**Short task:** Count the lines in the data below that contain the string "picture", and give only that number.

----- Provided material

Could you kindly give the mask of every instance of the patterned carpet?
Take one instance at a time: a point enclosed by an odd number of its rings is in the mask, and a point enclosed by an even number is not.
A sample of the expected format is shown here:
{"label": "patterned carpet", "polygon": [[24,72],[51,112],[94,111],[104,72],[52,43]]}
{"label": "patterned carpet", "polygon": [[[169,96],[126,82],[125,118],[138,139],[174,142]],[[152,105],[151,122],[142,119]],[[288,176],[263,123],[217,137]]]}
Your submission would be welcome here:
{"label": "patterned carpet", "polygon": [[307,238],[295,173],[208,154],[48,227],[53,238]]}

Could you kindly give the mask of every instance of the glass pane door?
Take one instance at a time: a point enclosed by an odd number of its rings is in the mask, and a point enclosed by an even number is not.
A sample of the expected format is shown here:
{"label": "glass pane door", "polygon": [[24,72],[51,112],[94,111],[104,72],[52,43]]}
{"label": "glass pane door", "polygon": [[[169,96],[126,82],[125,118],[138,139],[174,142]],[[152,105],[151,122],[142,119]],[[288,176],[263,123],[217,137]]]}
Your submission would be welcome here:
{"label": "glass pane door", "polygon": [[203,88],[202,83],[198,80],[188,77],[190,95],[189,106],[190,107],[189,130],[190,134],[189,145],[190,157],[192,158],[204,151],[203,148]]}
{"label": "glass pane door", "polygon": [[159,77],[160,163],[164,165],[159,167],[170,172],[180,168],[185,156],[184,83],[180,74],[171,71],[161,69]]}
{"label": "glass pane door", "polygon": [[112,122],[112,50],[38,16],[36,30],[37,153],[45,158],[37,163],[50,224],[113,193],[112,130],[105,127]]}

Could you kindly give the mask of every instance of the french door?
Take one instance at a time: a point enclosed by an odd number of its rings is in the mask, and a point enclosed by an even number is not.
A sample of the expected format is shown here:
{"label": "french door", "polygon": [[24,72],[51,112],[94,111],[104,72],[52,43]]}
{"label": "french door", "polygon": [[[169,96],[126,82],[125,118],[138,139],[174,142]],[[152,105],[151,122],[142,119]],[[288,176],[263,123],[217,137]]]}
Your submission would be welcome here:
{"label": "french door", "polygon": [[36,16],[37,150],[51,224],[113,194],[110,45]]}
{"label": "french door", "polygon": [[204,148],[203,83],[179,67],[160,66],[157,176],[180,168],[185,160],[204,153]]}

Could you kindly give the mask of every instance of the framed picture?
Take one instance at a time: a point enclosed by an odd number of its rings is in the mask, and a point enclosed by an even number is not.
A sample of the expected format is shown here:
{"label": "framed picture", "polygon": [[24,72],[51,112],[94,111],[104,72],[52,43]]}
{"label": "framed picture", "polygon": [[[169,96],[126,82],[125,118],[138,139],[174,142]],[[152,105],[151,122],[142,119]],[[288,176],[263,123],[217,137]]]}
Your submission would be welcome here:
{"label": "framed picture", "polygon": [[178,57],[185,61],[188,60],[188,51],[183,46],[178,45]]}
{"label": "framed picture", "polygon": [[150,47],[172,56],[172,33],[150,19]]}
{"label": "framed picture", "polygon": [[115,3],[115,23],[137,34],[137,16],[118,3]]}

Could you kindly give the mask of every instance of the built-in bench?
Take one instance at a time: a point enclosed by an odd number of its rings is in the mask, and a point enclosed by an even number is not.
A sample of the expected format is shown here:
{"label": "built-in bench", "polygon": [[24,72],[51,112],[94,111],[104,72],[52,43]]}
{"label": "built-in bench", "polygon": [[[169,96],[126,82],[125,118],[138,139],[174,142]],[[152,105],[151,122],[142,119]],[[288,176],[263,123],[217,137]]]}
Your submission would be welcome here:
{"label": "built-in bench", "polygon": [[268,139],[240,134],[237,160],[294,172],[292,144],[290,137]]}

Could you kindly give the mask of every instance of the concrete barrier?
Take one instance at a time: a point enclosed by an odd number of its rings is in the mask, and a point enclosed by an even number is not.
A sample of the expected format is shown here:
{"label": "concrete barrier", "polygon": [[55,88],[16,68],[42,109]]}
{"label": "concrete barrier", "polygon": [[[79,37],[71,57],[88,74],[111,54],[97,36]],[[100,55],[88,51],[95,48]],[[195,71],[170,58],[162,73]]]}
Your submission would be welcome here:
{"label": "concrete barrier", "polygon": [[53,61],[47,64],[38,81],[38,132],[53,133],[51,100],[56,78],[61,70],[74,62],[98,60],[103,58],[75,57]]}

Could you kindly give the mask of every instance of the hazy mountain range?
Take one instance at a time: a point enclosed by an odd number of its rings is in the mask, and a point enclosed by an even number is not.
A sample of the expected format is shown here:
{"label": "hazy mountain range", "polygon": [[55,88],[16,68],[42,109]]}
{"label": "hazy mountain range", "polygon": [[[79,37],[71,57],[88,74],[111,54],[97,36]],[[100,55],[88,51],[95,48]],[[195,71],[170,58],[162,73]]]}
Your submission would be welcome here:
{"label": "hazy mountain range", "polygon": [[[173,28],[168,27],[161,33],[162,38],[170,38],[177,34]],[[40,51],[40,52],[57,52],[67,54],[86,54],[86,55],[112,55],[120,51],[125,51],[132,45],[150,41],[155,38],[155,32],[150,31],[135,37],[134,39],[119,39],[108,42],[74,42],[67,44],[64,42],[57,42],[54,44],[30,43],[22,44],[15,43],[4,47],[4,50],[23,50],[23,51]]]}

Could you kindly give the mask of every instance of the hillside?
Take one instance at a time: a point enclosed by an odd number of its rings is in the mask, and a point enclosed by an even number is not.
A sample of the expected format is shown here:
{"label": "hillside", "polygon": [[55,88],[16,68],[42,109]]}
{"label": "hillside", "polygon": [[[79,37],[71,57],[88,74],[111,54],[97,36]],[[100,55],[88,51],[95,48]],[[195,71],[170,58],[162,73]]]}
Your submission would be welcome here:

----------

**Result of this exercise:** 6